Exactly as given, write out the lines from the one containing "target: <item>broad green leaf</item>" through the end of the listing, with both ends included and nothing else.
•••
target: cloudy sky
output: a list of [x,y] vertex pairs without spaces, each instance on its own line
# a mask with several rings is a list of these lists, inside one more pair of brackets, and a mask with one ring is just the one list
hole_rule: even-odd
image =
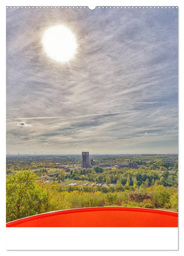
[[[42,43],[63,25],[77,48]],[[177,153],[177,10],[7,9],[9,154]]]

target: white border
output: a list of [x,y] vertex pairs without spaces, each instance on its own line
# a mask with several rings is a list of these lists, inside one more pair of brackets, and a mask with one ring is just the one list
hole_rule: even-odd
[[[15,1],[12,0],[11,1],[4,1],[3,3],[1,3],[1,8],[0,11],[1,11],[1,14],[0,14],[0,16],[1,17],[1,24],[3,24],[2,26],[2,30],[3,33],[4,35],[3,37],[3,42],[4,42],[4,46],[2,46],[1,47],[1,50],[2,52],[1,53],[1,57],[3,57],[3,59],[4,61],[3,63],[1,62],[1,70],[3,70],[3,79],[1,80],[1,86],[3,86],[3,88],[1,88],[2,90],[2,92],[1,91],[1,95],[3,96],[3,99],[1,99],[1,104],[2,104],[2,105],[1,105],[1,109],[5,109],[5,101],[4,95],[5,95],[5,67],[4,63],[5,60],[5,52],[4,50],[4,39],[5,39],[5,6],[14,6],[16,4],[16,6],[24,6],[26,5],[28,6],[30,5],[30,6],[44,6],[48,5],[48,6],[88,6],[88,5],[97,5],[97,6],[176,6],[179,5],[179,11],[180,14],[180,26],[181,27],[181,29],[180,30],[180,56],[181,56],[183,53],[183,48],[181,47],[181,46],[184,45],[184,42],[183,41],[183,35],[182,35],[181,31],[183,29],[181,27],[181,24],[183,24],[184,22],[183,22],[183,14],[181,14],[181,12],[182,11],[182,5],[183,7],[183,3],[180,3],[179,1],[175,2],[175,1],[170,1],[170,0],[168,1],[116,1],[115,0],[114,1],[102,1],[101,0],[97,1],[77,1],[77,2],[75,3],[74,1],[71,1],[69,0],[68,1],[41,1],[40,0],[38,0],[37,1],[35,1],[35,0],[33,0],[32,1],[30,1],[28,0],[26,1],[24,1],[19,0],[18,0],[16,1]],[[181,57],[180,57],[181,58]],[[181,63],[181,62],[180,62],[180,67],[179,70],[180,71],[180,82],[181,84],[182,84],[182,81],[183,82],[183,65]],[[180,130],[182,130],[183,129],[182,128],[183,127],[183,122],[182,118],[182,113],[181,112],[181,109],[183,108],[183,89],[182,88],[183,87],[180,86]],[[5,120],[5,114],[3,113],[3,114],[4,116],[3,116],[3,119]],[[4,148],[5,148],[5,125],[3,125],[3,127],[1,127],[1,128],[3,129],[3,135],[1,138],[1,142],[2,142],[3,144],[3,152],[4,154],[4,155],[3,155],[3,158],[2,159],[3,165],[2,167],[2,171],[5,170],[5,161],[4,159],[5,158],[5,152]],[[181,133],[180,133],[180,148],[179,148],[179,152],[180,154],[181,155],[182,154],[182,143],[181,142],[181,140],[183,141],[183,136]],[[2,154],[1,154],[2,156]],[[180,180],[183,180],[183,174],[182,174],[181,171],[182,170],[182,169],[183,169],[183,166],[181,166],[180,168],[181,170],[181,173],[180,173]],[[3,176],[2,178],[3,179],[3,180],[5,181],[5,175],[4,174],[5,172],[3,172]],[[183,177],[183,178],[182,178]],[[183,183],[183,182],[182,182]],[[181,182],[180,182],[181,184]],[[2,202],[4,202],[4,206],[5,204],[5,186],[4,183],[3,184],[4,186],[3,188],[3,195],[4,196],[3,200]],[[180,193],[181,193],[181,191],[180,191]],[[1,193],[2,195],[2,193]],[[180,206],[180,213],[181,215],[181,211],[182,211],[182,207]],[[2,213],[3,217],[1,218],[1,220],[2,220],[2,229],[1,229],[1,230],[3,230],[3,232],[4,236],[3,236],[1,238],[1,241],[2,242],[2,244],[3,246],[1,247],[1,250],[3,251],[3,253],[5,253],[10,252],[9,251],[7,252],[5,251],[5,236],[4,236],[5,232],[5,223],[4,220],[5,219],[5,214],[4,210],[3,211]],[[1,223],[2,225],[2,223]],[[182,251],[183,252],[183,242],[182,242],[183,240],[183,230],[182,229],[181,226],[183,227],[183,221],[181,218],[180,219],[180,253],[181,253]],[[29,229],[29,230],[27,229]],[[65,232],[66,235],[64,235],[62,231],[63,231],[63,229],[64,228],[7,228],[7,246],[8,248],[10,248],[11,244],[12,246],[14,245],[14,246],[17,246],[16,245],[15,245],[15,241],[17,241],[17,243],[16,244],[19,245],[20,246],[21,245],[21,241],[22,239],[22,248],[20,247],[19,247],[19,249],[24,249],[24,244],[26,245],[27,247],[26,249],[28,249],[28,248],[30,249],[34,249],[31,246],[31,244],[32,245],[33,242],[34,242],[34,238],[37,238],[37,243],[38,244],[38,246],[39,245],[40,247],[42,248],[42,249],[43,249],[43,245],[46,245],[47,248],[47,250],[52,250],[52,249],[55,249],[56,248],[58,248],[58,245],[57,245],[57,243],[60,245],[61,246],[60,249],[62,249],[62,248],[63,249],[63,245],[65,246],[65,248],[66,248],[68,246],[68,249],[74,249],[72,248],[72,245],[74,244],[75,245],[75,246],[78,246],[78,244],[80,245],[80,249],[89,249],[89,248],[91,248],[91,244],[94,245],[94,247],[93,247],[93,249],[95,249],[95,246],[97,248],[97,246],[101,246],[101,249],[100,249],[100,247],[99,247],[98,249],[107,249],[107,248],[104,248],[104,244],[106,244],[107,242],[108,243],[111,243],[112,244],[112,249],[111,249],[115,250],[116,248],[117,248],[117,242],[119,241],[119,242],[121,243],[122,246],[121,249],[125,249],[125,248],[123,248],[123,244],[124,245],[124,241],[125,241],[126,242],[128,240],[130,240],[131,241],[131,248],[130,249],[134,250],[136,249],[135,248],[134,248],[134,245],[137,244],[136,241],[137,241],[137,239],[140,241],[140,242],[141,241],[144,241],[145,242],[143,243],[143,244],[144,244],[145,247],[144,248],[142,248],[141,249],[148,249],[148,247],[147,247],[146,249],[146,244],[149,244],[150,245],[150,246],[149,248],[149,249],[156,249],[157,244],[160,244],[160,241],[162,241],[162,244],[164,244],[165,245],[167,245],[167,247],[165,248],[165,249],[169,249],[169,248],[171,248],[171,246],[173,244],[172,242],[174,241],[174,244],[173,244],[173,248],[174,247],[176,248],[176,235],[175,234],[175,232],[176,232],[176,229],[177,229],[177,228],[127,228],[127,230],[125,231],[125,229],[126,228],[94,228],[95,229],[94,229],[93,231],[92,231],[91,229],[92,228],[84,228],[85,229],[82,230],[81,229],[80,230],[80,229],[82,229],[83,228],[70,228],[70,229],[74,229],[73,230],[71,229],[70,229],[70,232],[68,233],[67,230],[69,230],[69,228],[66,228],[67,229],[65,231]],[[127,229],[127,228],[128,229]],[[174,232],[173,231],[173,229],[176,229]],[[30,230],[30,229],[32,229]],[[90,229],[91,229],[90,230]],[[130,232],[129,231],[130,230],[130,229],[131,229],[131,232]],[[105,230],[105,232],[104,232],[102,230],[103,229]],[[138,230],[138,229],[139,229],[138,230],[138,232],[137,233],[136,233],[136,230]],[[147,229],[146,231],[146,229]],[[142,230],[141,230],[141,229]],[[172,230],[172,231],[171,231]],[[12,230],[12,231],[11,230]],[[169,231],[169,230],[170,231]],[[118,231],[117,231],[118,230]],[[45,237],[45,234],[46,234],[46,237]],[[49,235],[49,234],[50,235]],[[100,235],[99,234],[100,234]],[[108,234],[107,235],[107,234]],[[136,236],[135,237],[135,234],[136,234]],[[37,234],[38,236],[37,236]],[[153,235],[153,236],[152,236]],[[111,239],[108,238],[108,237],[111,237]],[[120,238],[120,237],[121,239]],[[12,238],[11,241],[10,240]],[[128,238],[129,239],[128,239]],[[43,239],[42,238],[43,238]],[[19,241],[19,242],[18,241]],[[39,241],[39,242],[38,242]],[[90,241],[90,243],[89,242]],[[89,245],[89,247],[87,248],[86,247],[86,245],[85,245],[84,241],[87,243],[87,245]],[[35,241],[36,242],[36,241]],[[155,246],[153,244],[154,244]],[[52,244],[52,248],[51,248],[52,246],[51,247],[49,248],[49,245]],[[152,245],[151,245],[152,244]],[[9,245],[10,244],[10,245]],[[125,245],[128,246],[128,245],[125,244]],[[107,244],[108,246],[109,246]],[[130,246],[130,245],[129,245]],[[138,246],[139,245],[137,245],[137,246]],[[158,245],[159,246],[160,245]],[[72,247],[71,247],[72,246]],[[24,247],[24,249],[25,249],[25,247]],[[37,248],[37,249],[38,248]],[[137,249],[138,249],[137,248]],[[167,255],[169,254],[170,253],[172,253],[172,255],[175,252],[176,253],[176,251],[170,251],[170,252],[164,252],[167,253]],[[24,255],[25,254],[25,252],[20,252],[20,251],[14,251],[12,252],[14,253],[14,255],[15,254],[15,255],[17,253],[19,254],[19,255],[21,253],[23,253]],[[37,252],[34,252],[34,253]],[[49,253],[49,255],[50,255],[51,253],[49,252],[43,252],[44,253],[44,255],[46,254],[47,253]],[[61,252],[58,252],[60,254],[61,253]],[[80,255],[81,255],[82,253],[84,252],[85,254],[86,253],[86,252],[80,252]],[[87,252],[88,254],[89,253],[92,253],[93,254],[95,253],[97,254],[97,252]],[[126,253],[129,253],[130,252],[126,252]],[[138,253],[138,252],[137,252]],[[146,253],[146,254],[148,253],[147,252],[141,252],[141,254],[142,253]],[[26,254],[28,253],[32,253],[32,252],[26,252]],[[39,254],[40,253],[40,251],[39,252]],[[65,252],[65,254],[67,254],[66,252]],[[75,254],[76,254],[75,253]],[[112,255],[112,252],[106,252],[106,254],[108,254],[110,253],[111,253],[111,255]],[[152,253],[156,253],[156,252],[149,252],[148,253],[151,254]],[[164,252],[157,252],[157,254],[158,253],[158,254],[161,253],[162,255],[163,255]],[[122,253],[122,252],[121,253]],[[100,255],[101,254],[101,252],[100,252]]]

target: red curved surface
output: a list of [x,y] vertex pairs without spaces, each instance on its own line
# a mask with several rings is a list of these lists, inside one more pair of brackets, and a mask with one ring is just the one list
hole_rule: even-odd
[[177,212],[146,208],[99,207],[58,211],[7,223],[7,227],[177,227]]

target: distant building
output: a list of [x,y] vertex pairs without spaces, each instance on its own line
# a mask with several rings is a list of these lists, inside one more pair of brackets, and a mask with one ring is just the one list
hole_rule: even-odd
[[99,164],[100,167],[114,167],[117,168],[134,168],[137,169],[138,168],[138,166],[136,163],[129,162],[129,163],[101,163]]
[[83,158],[83,167],[88,168],[89,166],[89,152],[82,152]]

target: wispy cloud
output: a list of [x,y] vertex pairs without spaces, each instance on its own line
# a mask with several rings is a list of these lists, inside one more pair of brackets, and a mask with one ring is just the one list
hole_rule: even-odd
[[[177,10],[61,11],[7,9],[12,150],[177,152]],[[77,42],[67,63],[50,59],[42,44],[45,30],[58,24]],[[31,129],[17,125],[29,121]]]

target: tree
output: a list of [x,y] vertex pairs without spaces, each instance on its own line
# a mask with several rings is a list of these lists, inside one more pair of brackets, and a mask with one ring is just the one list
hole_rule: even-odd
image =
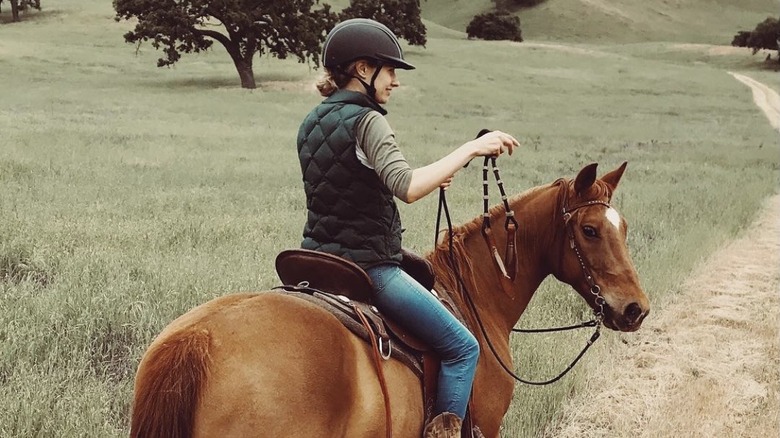
[[116,21],[136,18],[128,43],[152,41],[170,66],[182,53],[207,50],[214,41],[233,59],[243,88],[256,88],[252,61],[266,53],[279,59],[295,55],[319,66],[320,45],[337,20],[319,0],[113,0]]
[[734,35],[732,46],[748,47],[755,55],[759,50],[777,50],[780,62],[780,19],[768,17],[753,31],[741,30]]
[[[41,10],[41,0],[8,0],[11,4],[11,21],[20,21],[19,12],[26,11],[27,9]],[[3,0],[0,0],[0,4]]]
[[507,12],[488,12],[475,16],[466,27],[466,33],[469,38],[523,41],[520,18]]
[[351,0],[339,18],[371,18],[409,44],[425,46],[427,42],[425,25],[420,18],[420,0]]

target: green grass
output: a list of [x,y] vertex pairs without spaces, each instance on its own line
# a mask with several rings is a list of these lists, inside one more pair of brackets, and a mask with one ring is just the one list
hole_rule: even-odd
[[[0,436],[126,436],[151,339],[206,300],[274,286],[275,254],[298,245],[294,141],[320,100],[307,87],[318,73],[261,59],[260,88],[242,90],[219,47],[157,69],[149,45],[136,54],[123,43],[130,25],[112,20],[109,2],[43,6],[0,25]],[[410,162],[427,164],[483,127],[523,143],[500,162],[514,192],[628,160],[614,204],[656,309],[777,191],[777,132],[726,73],[780,88],[748,51],[633,40],[555,49],[431,27],[427,48],[408,49],[418,70],[402,72],[388,106]],[[456,222],[480,211],[477,167],[448,192]],[[401,207],[406,244],[428,251],[436,199]],[[587,313],[549,281],[521,323]],[[557,373],[588,336],[520,337],[520,374]],[[622,336],[605,333],[556,385],[518,386],[504,436],[537,435]]]

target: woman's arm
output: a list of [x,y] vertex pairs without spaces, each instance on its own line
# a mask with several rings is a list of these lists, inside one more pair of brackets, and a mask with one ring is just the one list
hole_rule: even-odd
[[512,155],[517,140],[501,131],[492,131],[482,137],[463,144],[459,148],[427,166],[414,169],[406,194],[407,203],[422,199],[442,185],[449,185],[455,173],[475,157],[501,155],[505,150]]

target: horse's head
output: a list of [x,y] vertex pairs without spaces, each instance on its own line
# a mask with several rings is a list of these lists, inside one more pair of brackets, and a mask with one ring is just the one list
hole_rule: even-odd
[[610,205],[626,163],[600,179],[596,166],[585,166],[573,182],[562,184],[565,232],[554,274],[603,313],[604,325],[634,331],[650,311],[650,302],[626,247],[628,225]]

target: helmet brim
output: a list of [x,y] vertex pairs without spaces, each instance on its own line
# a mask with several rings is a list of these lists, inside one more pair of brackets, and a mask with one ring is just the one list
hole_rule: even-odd
[[412,64],[409,64],[408,62],[404,61],[401,58],[397,58],[395,56],[387,56],[383,55],[381,53],[376,54],[376,58],[381,61],[383,64],[389,64],[392,65],[395,68],[400,68],[403,70],[414,70],[416,67]]

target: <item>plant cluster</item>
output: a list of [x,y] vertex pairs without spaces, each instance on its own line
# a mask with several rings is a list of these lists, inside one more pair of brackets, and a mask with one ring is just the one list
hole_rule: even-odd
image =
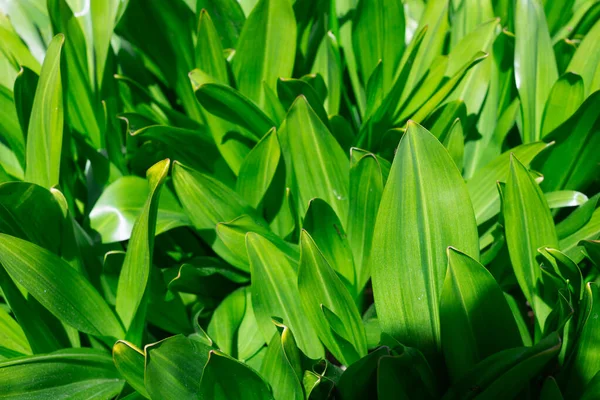
[[0,398],[600,398],[600,1],[0,11]]

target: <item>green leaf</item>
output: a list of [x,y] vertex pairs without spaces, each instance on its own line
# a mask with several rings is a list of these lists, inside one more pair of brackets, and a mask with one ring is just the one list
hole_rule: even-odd
[[563,400],[563,396],[560,393],[560,388],[553,377],[549,376],[544,381],[542,386],[542,392],[540,393],[540,400]]
[[211,348],[183,335],[147,345],[144,382],[152,399],[198,399]]
[[196,98],[208,112],[243,126],[259,140],[275,126],[256,104],[229,86],[205,83],[196,88]]
[[304,392],[301,382],[300,350],[292,331],[275,320],[273,323],[279,332],[273,335],[269,343],[260,368],[261,376],[271,384],[273,397],[302,400]]
[[519,286],[540,327],[550,312],[538,291],[541,269],[537,249],[556,247],[558,239],[548,203],[529,171],[511,156],[504,191],[503,215],[506,243]]
[[7,398],[108,400],[121,392],[123,383],[110,355],[94,349],[65,349],[0,362],[0,393]]
[[552,86],[544,108],[541,137],[558,128],[577,111],[584,100],[583,79],[572,72],[562,75]]
[[329,265],[344,278],[348,290],[354,292],[356,274],[350,242],[331,206],[321,199],[312,199],[302,228],[311,235]]
[[[544,191],[578,190],[585,191],[600,174],[595,149],[600,146],[597,134],[600,121],[600,91],[593,93],[569,118],[545,140],[555,140],[556,144],[540,159],[544,175]],[[537,164],[534,166],[537,167]]]
[[394,82],[404,53],[403,4],[386,0],[361,0],[354,15],[352,43],[362,81],[366,86],[381,60],[382,84],[387,91]]
[[125,340],[119,340],[113,346],[113,361],[127,383],[145,398],[150,398],[144,385],[144,352]]
[[223,46],[235,47],[246,21],[240,4],[236,0],[197,0],[196,14],[202,15],[202,9],[207,10],[215,18],[217,22],[215,27]]
[[281,318],[309,358],[323,357],[317,333],[304,317],[296,281],[297,266],[275,244],[257,233],[246,235],[252,278],[252,307],[267,343],[276,333],[271,317]]
[[296,99],[278,134],[300,218],[318,197],[346,221],[348,159],[304,96]]
[[123,337],[121,324],[96,289],[58,256],[0,234],[0,263],[61,321],[91,335]]
[[[149,195],[145,179],[137,176],[117,179],[104,189],[90,211],[91,228],[100,234],[103,243],[128,240]],[[158,202],[156,234],[190,224],[175,196],[170,190],[163,190]]]
[[500,197],[498,196],[496,182],[506,182],[511,155],[521,160],[524,165],[529,165],[540,152],[547,148],[548,144],[544,142],[514,147],[491,160],[485,167],[478,170],[471,179],[467,180],[467,188],[473,202],[478,225],[483,224],[500,212]]
[[350,167],[350,211],[348,241],[354,255],[357,290],[371,277],[369,257],[373,245],[373,229],[383,193],[381,164],[373,154],[362,156]]
[[[582,7],[583,8],[583,7]],[[580,75],[585,87],[584,96],[600,89],[600,23],[596,22],[575,51],[567,71]]]
[[544,9],[539,1],[515,5],[515,81],[521,99],[523,143],[539,140],[544,105],[558,79]]
[[[236,379],[229,379],[235,376]],[[200,381],[199,398],[272,400],[269,385],[250,367],[211,350]]]
[[[352,296],[331,268],[323,253],[310,235],[302,230],[300,239],[300,267],[298,269],[298,289],[302,307],[311,325],[315,327],[327,349],[344,365],[350,365],[367,354],[365,329]],[[339,318],[344,332],[332,326],[328,312]],[[344,349],[337,333],[349,342],[351,349]]]
[[27,131],[25,180],[47,189],[58,184],[63,138],[63,88],[60,54],[64,35],[56,35],[46,52]]
[[245,311],[246,288],[243,287],[227,296],[212,315],[206,333],[225,354],[235,355],[235,336]]
[[[600,289],[594,283],[585,287],[583,304],[587,304],[589,313],[579,322],[579,337],[573,356],[568,361],[568,379],[566,380],[565,397],[579,398],[585,387],[600,372],[600,355],[590,351],[600,340]],[[583,306],[582,306],[583,307]]]
[[522,346],[502,289],[485,267],[448,248],[440,299],[442,348],[453,381],[501,350]]
[[503,350],[478,363],[444,395],[453,399],[509,399],[517,396],[559,352],[552,333],[533,347]]
[[146,173],[150,188],[148,198],[133,226],[127,254],[119,275],[116,310],[127,331],[132,326],[138,308],[145,307],[142,305],[142,298],[152,268],[158,199],[170,165],[171,161],[166,159],[154,164]]
[[258,142],[244,159],[235,190],[248,204],[258,209],[275,176],[281,157],[275,128]]
[[264,106],[263,82],[275,90],[277,78],[290,77],[295,53],[296,19],[291,3],[260,0],[240,33],[231,66],[240,92]]
[[444,146],[409,122],[383,192],[371,253],[373,291],[384,332],[426,356],[439,353],[444,249],[479,258],[466,185]]

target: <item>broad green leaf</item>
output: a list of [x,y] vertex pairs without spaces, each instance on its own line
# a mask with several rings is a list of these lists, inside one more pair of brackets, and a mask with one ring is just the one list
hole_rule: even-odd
•••
• [Solution to the exercise]
target: <item>broad green leaf</item>
output: a list of [x,y] vertex pairs without spaces, each instance on its own line
# a mask with several rings is a list of these lists, inside one more pair of brackets, and a mask with one ring is just the one list
hole_rule: even-odd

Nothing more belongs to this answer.